Собранные записи данных

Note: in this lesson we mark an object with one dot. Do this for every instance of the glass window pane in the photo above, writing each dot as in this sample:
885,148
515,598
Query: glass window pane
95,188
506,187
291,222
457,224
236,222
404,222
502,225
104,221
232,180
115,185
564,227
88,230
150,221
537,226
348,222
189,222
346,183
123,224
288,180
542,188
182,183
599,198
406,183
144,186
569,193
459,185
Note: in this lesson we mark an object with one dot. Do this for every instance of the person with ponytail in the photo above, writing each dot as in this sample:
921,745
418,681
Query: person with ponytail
==
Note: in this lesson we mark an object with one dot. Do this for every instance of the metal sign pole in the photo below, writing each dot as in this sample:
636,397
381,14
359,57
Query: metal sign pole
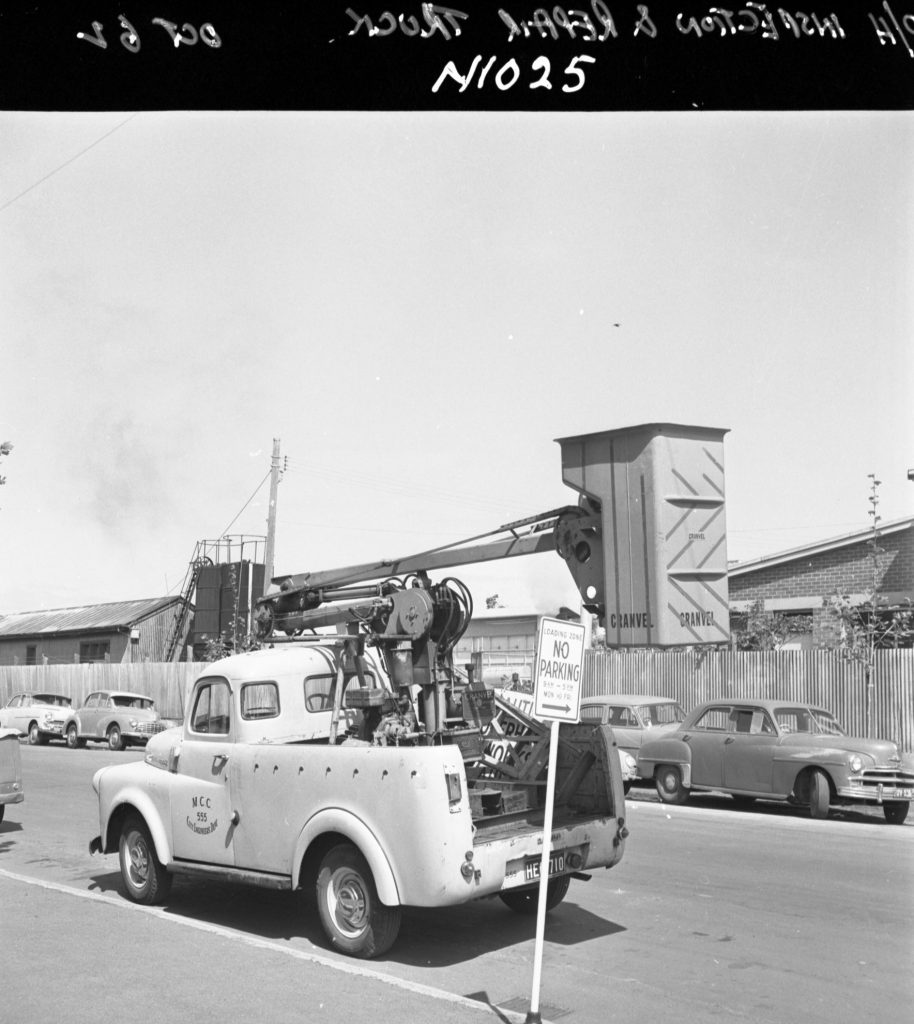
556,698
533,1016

* _Условие задачи_: Извлеките из листинга каждую строку, где встречается слово "each".

* _Решение_:
Note: in this lesson we mark an object with one dot. Do this for every instance of the glass window pane in the photo above, writing each dot as in this sample:
Note: in this lesson we mark an object with one dot. Do this for every instance of the person with ponytail in the photo above, writing each dot as in this sample:
Note: in this lesson we mark an object with one dot. Do this for every instance of the metal sign pole in the photo below, writing each dot as in this sample:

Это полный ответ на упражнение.